Copy out every line of the records where the string "gray" occurs.

## LISTED ENTRIES
------------------------------
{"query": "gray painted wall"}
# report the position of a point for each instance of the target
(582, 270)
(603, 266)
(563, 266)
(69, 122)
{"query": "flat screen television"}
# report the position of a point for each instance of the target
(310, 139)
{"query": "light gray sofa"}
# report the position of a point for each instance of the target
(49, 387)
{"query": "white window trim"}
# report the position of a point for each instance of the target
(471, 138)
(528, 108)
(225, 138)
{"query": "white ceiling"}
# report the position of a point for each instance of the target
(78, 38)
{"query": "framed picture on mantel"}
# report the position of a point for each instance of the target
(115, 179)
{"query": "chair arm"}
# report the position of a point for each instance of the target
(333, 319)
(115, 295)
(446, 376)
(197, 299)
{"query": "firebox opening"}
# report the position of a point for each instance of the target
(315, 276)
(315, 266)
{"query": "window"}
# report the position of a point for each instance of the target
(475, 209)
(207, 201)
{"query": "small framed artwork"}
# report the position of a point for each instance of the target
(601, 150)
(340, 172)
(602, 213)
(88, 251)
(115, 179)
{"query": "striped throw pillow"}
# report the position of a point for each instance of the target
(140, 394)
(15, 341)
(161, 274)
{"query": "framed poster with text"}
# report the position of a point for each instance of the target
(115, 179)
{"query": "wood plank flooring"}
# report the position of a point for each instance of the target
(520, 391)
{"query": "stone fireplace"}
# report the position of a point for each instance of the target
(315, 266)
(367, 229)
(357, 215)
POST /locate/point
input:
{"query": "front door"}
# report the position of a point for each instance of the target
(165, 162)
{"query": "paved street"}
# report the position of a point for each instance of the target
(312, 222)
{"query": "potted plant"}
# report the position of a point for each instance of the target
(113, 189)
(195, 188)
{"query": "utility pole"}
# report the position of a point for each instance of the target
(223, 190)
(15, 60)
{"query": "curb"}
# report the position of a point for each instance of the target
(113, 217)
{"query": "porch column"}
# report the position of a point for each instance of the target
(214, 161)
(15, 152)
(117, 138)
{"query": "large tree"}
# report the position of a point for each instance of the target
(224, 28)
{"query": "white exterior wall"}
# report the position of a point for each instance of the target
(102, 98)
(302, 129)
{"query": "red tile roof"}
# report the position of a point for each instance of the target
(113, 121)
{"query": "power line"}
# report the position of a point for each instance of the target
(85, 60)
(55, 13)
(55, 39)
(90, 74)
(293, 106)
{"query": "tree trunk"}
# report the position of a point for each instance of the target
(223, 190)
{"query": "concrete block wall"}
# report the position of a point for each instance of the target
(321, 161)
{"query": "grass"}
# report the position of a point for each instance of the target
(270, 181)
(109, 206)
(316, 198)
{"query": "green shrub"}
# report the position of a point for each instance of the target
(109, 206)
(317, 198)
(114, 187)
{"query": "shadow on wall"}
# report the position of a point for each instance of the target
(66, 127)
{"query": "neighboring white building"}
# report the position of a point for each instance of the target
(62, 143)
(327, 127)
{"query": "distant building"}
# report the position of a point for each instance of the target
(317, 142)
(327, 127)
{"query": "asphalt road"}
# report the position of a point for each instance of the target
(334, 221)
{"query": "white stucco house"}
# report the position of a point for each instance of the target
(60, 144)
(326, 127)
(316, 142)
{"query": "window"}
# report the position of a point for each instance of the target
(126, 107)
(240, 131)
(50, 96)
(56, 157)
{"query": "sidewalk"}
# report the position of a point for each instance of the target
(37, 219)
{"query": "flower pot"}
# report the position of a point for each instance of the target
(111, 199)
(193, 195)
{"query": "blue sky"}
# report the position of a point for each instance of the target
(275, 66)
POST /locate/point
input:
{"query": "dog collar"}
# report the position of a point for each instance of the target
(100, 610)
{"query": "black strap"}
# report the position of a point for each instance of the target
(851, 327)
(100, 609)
------------------------------
## RESPONSE BELOW
{"query": "gray painted wall"}
{"query": "light gray sofa"}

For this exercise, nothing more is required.